CONSEGNA A:
Ripeta fedelmente le righe dei record, cominciando da quella che contiene "player's leg, and" e proseguendo fino all'ultima riga dei record, estremi inclusi.

La mancanza di una gamba non gli ha impedito di sposarsi. Infatti era apprendista presso un falegname e un bravissimo carradore di nome Giulio. Aveva una figlia di nome Viola di cui Antonio si innamorò. La voleva sposare. Ma Giulio all’inizio era contrario a causa della sua infermità. Poi con il passar del tempo, vedendo il suo amore per Viola, e la sua passione per il lavoro,
si convinse del bene che voleva a sua figlia. Ha permesso così che la sposasse. In seguito sia Giulio che la moglie, Lisa, hanno voluto bene ad Antonio come ad un figlio. Dal felice matrimonio hanno avuto 4 figli: Grazia, Bruna, Giulio e Franco.
“Il non avere una gamba non mi ha impedito di fare tutto quello che era possibile. L’unica cosa che non posso fare – afferma Antonio – è correre. Ma continuo ancora adesso a fare alcuni lavoretti. Senza far niente non ci posso stare”.
La ricordo, la prima bottega di Antonio. Mi sembra ancora di vederla e di sentirne quell’odore caratteristico di legno e di ferro. In un angolo scuro era posta la forgia, dove Antonio lavorava il ferro. Quando ero piccolo, entravo in quel mondo e mi sentivo grande. Mi chiedevano di girare la manovella che ravvivava il fuoco della forgia. Vi erano dei carboni ardenti in mezzo ai quali c’era un pezzo di ferro che doveva essere lavorato. Ricordo il colore del ferro quando veniva scaldato. Andava da un rosso pallido, quasi bianco, ad un colore ciliegia ricco e scuro. Le diverse tinte erano molto importanti. Al centro della forgia, utilizzato per bruciare il carbone, c’era una sorta di vulcano, di cratere, che dirigeva tutto il calore prodotto dal fuoco… Una luce
bianca intensa indicava che la forgia era ben calda. Davanti alla forgia era situata, sopra un grosso ceppo di legno, l’incudine. Antonio prendeva il ferro arroventato si girava e lo lavorava sopra l’incudine. Grazie al suo colore, il fabbro conosceva la sua temperatura e capiva l’ora di martellarlo. Colpire il metallo sull’incudine era un lavoro che a volte veniva fatto anche da due persone insieme, a ritmo. Quando c’era una sola persona che lavora, il ritmo è più o meno di una pulsazione al secondo.
Ogni tanto Antonio, dopo aver colpito il ferro, lo alzava in aria, lo girava da ogni parte, lo osservava attentamente per
verificarne la forma e per correggere eventuali difetti. Dopo un certo tempo, il metallo si raffreddava ed era necessario scaldarlo di nuovo. Ed allora io ricominciavo a girare quella manovella per ravvivare il fuoco della forgia. Da una parte c’era un grande trapano fissato su un tavolo. Serviva per perforare i pezzi di ferro più grandi. Antonio infatti aggiustava anche gli aratri, preparava vomeri, costruiva catene, cerniere in ferro per porte, serramenti vari.
Quella era una bottega, di direbbe oggi, plurifunzionale. Era un’officina dove si svolgeva ogni lavoro: dal calzolaio, all’armiere, dal ramaio, al pittore. Ma era anche un luogo di incontro, dove tanta gente approdava per parlare, per consigliarsi, per fare due chiacchiere. Principalmente la bottega di Antonio era divisa in due parti: una per il fabbro e una per la falegnameria.

DATI DISPONIBILI:
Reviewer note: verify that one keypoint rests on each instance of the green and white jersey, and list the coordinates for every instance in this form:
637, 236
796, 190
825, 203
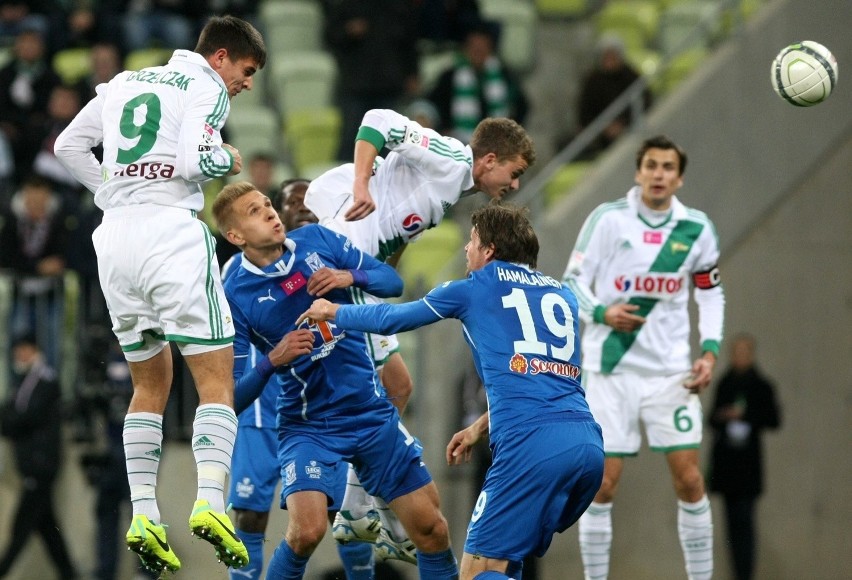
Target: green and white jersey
620, 257
160, 129
424, 175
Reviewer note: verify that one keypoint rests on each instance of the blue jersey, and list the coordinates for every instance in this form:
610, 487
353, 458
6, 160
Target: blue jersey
522, 328
265, 303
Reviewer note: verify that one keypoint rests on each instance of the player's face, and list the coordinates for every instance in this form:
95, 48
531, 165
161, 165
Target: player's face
477, 256
659, 177
497, 178
257, 225
236, 74
294, 213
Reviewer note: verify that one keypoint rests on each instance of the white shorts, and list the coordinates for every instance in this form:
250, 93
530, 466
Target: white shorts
160, 277
329, 197
381, 346
671, 414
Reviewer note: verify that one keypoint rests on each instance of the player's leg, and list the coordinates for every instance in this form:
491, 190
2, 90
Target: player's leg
694, 517
305, 529
614, 402
674, 423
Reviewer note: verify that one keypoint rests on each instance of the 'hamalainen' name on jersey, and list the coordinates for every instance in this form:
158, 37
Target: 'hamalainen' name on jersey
522, 328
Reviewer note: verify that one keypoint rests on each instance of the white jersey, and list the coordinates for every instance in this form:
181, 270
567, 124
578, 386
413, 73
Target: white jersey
619, 257
160, 129
424, 175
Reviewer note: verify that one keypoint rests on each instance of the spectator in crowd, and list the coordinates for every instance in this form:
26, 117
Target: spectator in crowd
31, 420
25, 87
745, 406
33, 238
477, 86
374, 44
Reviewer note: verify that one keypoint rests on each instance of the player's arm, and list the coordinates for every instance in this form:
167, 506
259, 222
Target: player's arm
201, 155
74, 145
460, 447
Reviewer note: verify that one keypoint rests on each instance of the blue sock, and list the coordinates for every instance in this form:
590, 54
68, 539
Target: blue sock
254, 544
438, 566
357, 558
286, 564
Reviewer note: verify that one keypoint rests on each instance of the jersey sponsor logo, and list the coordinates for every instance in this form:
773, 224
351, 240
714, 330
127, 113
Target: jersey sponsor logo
657, 285
244, 488
313, 470
292, 283
412, 223
707, 279
534, 366
518, 364
652, 237
314, 261
149, 171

CONSEGNA B:
Prosegua il racconto sulla bottega di Antonio, riprendendo subito dopo l'ultima frase riportata.

RISULTATO DEL COMPITO A:
Reviewer note: verify that one keypoint rests on each instance of the player's leg, and list the coordinates for every instance in this form:
491, 190
2, 90
Target: player's leg
694, 517
305, 529
614, 402
674, 423
Reviewer note: verify that one keypoint rests on each instance of the 'hamalainen' name on jersey, and list the coordinates for every instance in this form:
158, 37
Target: 'hamalainen' name on jersey
522, 328
Reviewer note: verify that one keypoint rests on each instance of the white jersey, and list the coordinates for every instance in this form:
181, 270
567, 124
578, 386
413, 73
Target: white jersey
619, 257
160, 129
424, 175
Reviewer note: verify that one keypoint rests on each instance of the spectator in crowd, and list the coordinates for every instance in this form:
26, 117
Target: spectator in crowd
31, 420
25, 87
745, 406
33, 238
477, 86
374, 44
Reviewer note: verify that one keypoint rests on each instance of the player's arm, and list the coordinates for every instance in this form:
167, 506
259, 222
Target: player's arm
201, 155
74, 145
460, 447
Reviewer note: verify that one keypoint rests on each instance of the blue sock, and list the coordinates for every instance in this form:
590, 54
68, 539
Target: blue sock
254, 544
438, 566
357, 558
286, 564
Reviewer note: verify that one keypoint rests on each instance of the jersey sponsor logo, and list the coordinates for every instance in this form:
773, 224
351, 240
714, 330
127, 113
Target: jersey sponsor logo
657, 285
244, 488
313, 470
292, 283
412, 223
707, 279
534, 366
518, 364
652, 237
314, 261
149, 171

RISULTATO DEL COMPITO B:
In quella bottega c’erano tutti gli attrezzi, pianali, pezzi di legno sparsi un po’ ovunque, lavori completati e lavori da completare. Si costruivano porte e portoni, armadi e madie (dette in dialetto “mattara”). Si aggiustavano sportelli, finestre. Si verniciavano portoni e piattine (carri dalle sponde più basse e dal pianale più grande). Quella del falegname è sempre stata un’occupazione
umile, dove tutto è utile e pragmatico.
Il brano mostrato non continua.